• **SOAL TERTULIS A**
Temukan setiap baris dalam catatan yang memuat kata "facade", lalu salin baris-baris tersebut.

■ ■ ■ ■ ■ ■ ■

Ngainun
Naim
Setiap akhir Ramadhan, Bapak selalu
mengingatkanku untuk berziarah kubur. Aku menjadikan ziarah kubur ini sebagai
ritual rutin setiap tahun. Ditemani adikku yang bungsu, kami ziarah ke lima lokasi.
Empat lokasi merupakan di mana dikuburkan leluhur kami. Dan satu makam
merupakan makam ulama yang sangat kami hormati.
Lokasi pertama adalah makam
Desa Sambidoplang. Di makam ini ada makam kedua orang tua Bapak. Juga ada makam
Mbah Buyut Putri dan beberapa anggota keluarga kami. Jarak makam hanya sekitar
500 meter dari rumah. Biasanya aku menggandeng Bapak dengan sepeda motor.
Lokasi kedua adalah Makam Desa
Sambijajar. Di makam ini ada makam Mbahb Kakung angkat Ibuk. Juga makam
Mbah-mbah lainnya. Makam ini sudah penuh sesak. Belakangan makam Mbah Kakung
terjepit dan kemudian hilang tertumpuk makam-makam yang lebih baru. Meskipun demikian
kami tetap rutin berziarah ke sana.
Lokasi ketiga adalah Makam
Desa Bendiljati Wetan. Di sini dimakamkan Mbah Putri dari Ibuk. Lokasi makam
ada di pinggir sawah dan relatif baru. Jadi makam belum padat.
Rute selanjutnya adalah menuju
Makam Lakalung Ngunut. Makam yang ada di pinggir Sungai Brantas ini adalah
lokasi dikuburnya Mbah Kakung dari Ibuk, Pak Dhe dan keluarga lainnya dari
Ngunut. Sama seperti Sambijajar, makam ini juga sudah sangat padat.

■ ■ ■ ■ ■ ■ ■

• **SOAL TERTULIS B**
Menurut tulisan tentang ziarah kubur ini, berapa jarak makam Desa Sambidoplang dari rumah?

■ ■ ■ ■ ■ ■ ■

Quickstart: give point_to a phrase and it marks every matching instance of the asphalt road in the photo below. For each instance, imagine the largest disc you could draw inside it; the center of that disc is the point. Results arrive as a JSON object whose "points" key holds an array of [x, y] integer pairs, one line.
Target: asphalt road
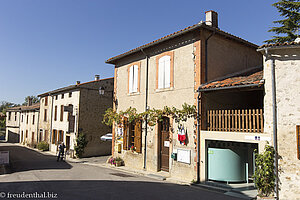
{"points": [[39, 175]]}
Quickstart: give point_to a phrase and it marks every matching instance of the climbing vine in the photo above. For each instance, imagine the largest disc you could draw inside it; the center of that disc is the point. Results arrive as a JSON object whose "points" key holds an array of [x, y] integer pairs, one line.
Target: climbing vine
{"points": [[151, 115]]}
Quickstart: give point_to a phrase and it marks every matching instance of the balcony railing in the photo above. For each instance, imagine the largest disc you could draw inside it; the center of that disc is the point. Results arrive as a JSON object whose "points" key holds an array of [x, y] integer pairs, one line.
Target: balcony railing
{"points": [[247, 120]]}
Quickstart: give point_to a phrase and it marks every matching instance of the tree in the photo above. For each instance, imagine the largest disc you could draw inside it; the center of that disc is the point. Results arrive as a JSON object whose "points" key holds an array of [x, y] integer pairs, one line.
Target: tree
{"points": [[34, 100], [288, 31]]}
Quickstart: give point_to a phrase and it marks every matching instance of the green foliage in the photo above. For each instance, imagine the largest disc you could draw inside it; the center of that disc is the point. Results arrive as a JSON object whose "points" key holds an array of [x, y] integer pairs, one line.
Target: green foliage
{"points": [[151, 115], [264, 176], [289, 26], [44, 146], [81, 143], [34, 100]]}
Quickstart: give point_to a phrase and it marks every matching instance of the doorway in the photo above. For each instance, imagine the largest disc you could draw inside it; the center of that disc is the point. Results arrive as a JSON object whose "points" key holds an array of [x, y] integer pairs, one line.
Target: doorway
{"points": [[163, 144]]}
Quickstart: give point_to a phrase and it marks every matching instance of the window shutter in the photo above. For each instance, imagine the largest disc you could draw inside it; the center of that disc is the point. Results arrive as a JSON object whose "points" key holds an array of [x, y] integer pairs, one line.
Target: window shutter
{"points": [[135, 78], [138, 136], [167, 71], [130, 79], [298, 141], [161, 67], [125, 134]]}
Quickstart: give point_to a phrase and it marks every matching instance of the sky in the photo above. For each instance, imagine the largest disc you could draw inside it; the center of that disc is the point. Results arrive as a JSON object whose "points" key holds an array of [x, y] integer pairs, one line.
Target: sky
{"points": [[49, 44]]}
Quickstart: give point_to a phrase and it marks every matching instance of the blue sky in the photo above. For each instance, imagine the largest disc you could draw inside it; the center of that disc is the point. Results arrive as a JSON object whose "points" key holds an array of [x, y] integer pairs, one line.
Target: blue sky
{"points": [[48, 44]]}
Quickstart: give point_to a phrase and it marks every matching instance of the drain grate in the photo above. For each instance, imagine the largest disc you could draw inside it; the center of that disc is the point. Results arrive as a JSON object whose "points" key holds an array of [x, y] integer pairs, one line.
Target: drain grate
{"points": [[121, 175]]}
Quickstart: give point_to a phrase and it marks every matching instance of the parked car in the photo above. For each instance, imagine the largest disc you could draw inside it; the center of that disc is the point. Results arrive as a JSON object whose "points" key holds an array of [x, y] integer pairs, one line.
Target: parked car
{"points": [[106, 137]]}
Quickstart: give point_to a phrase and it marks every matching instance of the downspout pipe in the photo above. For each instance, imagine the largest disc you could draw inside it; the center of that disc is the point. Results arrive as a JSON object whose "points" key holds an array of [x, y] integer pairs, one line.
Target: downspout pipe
{"points": [[146, 108], [199, 110], [274, 108]]}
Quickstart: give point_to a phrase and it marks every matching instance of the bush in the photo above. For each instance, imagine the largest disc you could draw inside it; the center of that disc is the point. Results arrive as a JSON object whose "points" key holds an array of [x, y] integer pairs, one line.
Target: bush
{"points": [[264, 175], [81, 143], [44, 146]]}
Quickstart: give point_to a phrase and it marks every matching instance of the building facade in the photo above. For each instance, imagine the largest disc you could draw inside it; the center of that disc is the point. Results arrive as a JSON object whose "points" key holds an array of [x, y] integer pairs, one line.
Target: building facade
{"points": [[282, 61], [168, 72], [69, 111]]}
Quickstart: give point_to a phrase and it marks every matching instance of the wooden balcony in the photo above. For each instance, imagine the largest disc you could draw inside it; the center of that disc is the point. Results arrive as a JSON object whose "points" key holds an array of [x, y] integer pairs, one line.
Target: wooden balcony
{"points": [[246, 120]]}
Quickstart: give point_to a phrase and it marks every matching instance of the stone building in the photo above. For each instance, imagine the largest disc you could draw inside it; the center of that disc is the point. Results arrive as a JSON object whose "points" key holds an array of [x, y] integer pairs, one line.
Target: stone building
{"points": [[168, 72], [13, 124], [282, 61], [69, 111], [29, 120]]}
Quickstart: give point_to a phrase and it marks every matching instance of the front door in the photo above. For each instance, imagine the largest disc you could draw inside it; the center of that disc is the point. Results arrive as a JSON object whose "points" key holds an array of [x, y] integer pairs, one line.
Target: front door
{"points": [[164, 143]]}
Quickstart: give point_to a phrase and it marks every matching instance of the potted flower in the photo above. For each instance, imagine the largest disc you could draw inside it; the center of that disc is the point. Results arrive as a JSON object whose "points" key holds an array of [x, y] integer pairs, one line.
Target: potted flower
{"points": [[118, 162], [264, 176]]}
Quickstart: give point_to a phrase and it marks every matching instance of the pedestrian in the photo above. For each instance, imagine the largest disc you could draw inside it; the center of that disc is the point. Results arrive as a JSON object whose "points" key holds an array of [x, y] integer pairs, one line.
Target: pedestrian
{"points": [[61, 151]]}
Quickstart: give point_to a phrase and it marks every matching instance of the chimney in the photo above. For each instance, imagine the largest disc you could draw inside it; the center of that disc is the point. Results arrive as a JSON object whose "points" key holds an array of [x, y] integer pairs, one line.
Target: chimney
{"points": [[211, 18], [97, 77], [29, 101]]}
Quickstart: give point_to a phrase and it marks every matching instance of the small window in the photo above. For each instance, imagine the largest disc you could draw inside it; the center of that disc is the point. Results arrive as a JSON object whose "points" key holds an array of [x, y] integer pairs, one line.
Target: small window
{"points": [[132, 136], [164, 71], [46, 101], [61, 113], [133, 79], [298, 141], [33, 117], [45, 115], [55, 113]]}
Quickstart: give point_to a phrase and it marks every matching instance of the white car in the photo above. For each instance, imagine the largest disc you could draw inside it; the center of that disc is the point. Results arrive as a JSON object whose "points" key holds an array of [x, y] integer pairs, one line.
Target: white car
{"points": [[106, 137]]}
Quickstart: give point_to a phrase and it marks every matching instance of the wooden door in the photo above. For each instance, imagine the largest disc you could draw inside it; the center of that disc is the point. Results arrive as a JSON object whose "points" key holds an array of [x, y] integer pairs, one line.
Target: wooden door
{"points": [[163, 133], [67, 143]]}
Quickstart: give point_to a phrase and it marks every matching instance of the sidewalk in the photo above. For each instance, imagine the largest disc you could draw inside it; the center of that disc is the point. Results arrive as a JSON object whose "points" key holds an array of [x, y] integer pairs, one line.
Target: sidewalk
{"points": [[243, 190]]}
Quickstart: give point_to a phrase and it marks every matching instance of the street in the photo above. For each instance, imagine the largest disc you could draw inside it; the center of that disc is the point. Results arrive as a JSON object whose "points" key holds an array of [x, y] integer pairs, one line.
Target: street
{"points": [[36, 173]]}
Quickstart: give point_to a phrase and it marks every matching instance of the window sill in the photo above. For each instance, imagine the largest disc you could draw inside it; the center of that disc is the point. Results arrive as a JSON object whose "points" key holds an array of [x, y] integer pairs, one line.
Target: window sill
{"points": [[164, 89], [133, 94]]}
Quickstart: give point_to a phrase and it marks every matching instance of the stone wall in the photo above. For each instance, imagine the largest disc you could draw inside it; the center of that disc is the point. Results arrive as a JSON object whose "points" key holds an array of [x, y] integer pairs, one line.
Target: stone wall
{"points": [[287, 62]]}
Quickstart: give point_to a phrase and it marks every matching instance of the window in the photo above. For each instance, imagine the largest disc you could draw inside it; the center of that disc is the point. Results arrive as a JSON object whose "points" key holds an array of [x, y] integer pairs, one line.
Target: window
{"points": [[45, 115], [61, 113], [46, 101], [298, 141], [132, 135], [55, 113], [60, 137], [164, 71], [54, 136], [133, 81]]}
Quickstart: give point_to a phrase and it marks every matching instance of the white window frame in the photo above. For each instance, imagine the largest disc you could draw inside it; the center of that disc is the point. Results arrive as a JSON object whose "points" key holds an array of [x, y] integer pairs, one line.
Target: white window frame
{"points": [[133, 78], [164, 72]]}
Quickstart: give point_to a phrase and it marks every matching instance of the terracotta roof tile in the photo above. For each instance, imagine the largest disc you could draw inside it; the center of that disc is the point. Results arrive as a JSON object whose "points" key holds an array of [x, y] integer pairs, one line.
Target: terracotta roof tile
{"points": [[279, 44], [189, 28], [255, 78]]}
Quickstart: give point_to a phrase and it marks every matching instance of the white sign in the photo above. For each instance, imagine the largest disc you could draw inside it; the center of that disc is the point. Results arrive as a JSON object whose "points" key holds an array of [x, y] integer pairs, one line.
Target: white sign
{"points": [[184, 156], [167, 143], [258, 138], [4, 157]]}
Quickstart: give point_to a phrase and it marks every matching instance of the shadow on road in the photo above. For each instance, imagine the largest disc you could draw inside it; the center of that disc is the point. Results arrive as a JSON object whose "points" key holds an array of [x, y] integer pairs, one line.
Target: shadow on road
{"points": [[104, 189], [24, 159]]}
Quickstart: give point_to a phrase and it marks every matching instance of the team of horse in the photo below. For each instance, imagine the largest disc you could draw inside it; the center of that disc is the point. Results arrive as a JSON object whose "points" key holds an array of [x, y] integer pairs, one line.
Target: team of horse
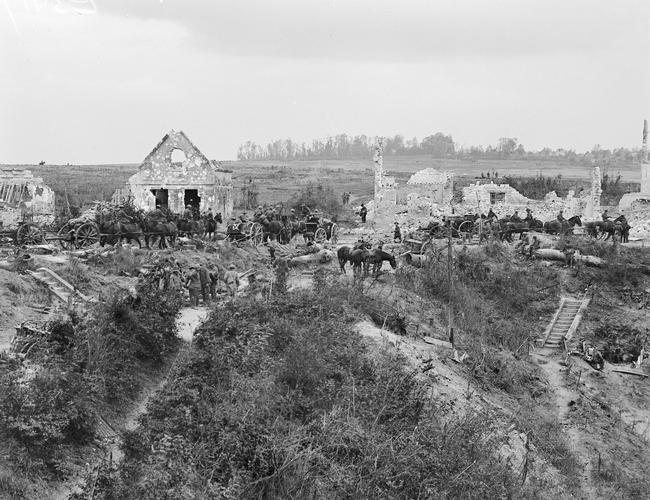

■ ■ ■ ■ ■ ■ ■

• **HASIL LATIHAN A**
Quickstart: give point_to a phrase and it marks every matching instance of the building facade in the photo above. For each instance, imagine the largest disc you could draw inside it; the center of that disc is the point. Results arrive as a JSON object whose "points" key holds an array of [x, y] integer pairs, one line.
Target: building facade

• **HASIL LATIHAN B**
Jaraknya hanya sekitar 500 meter dari rumah.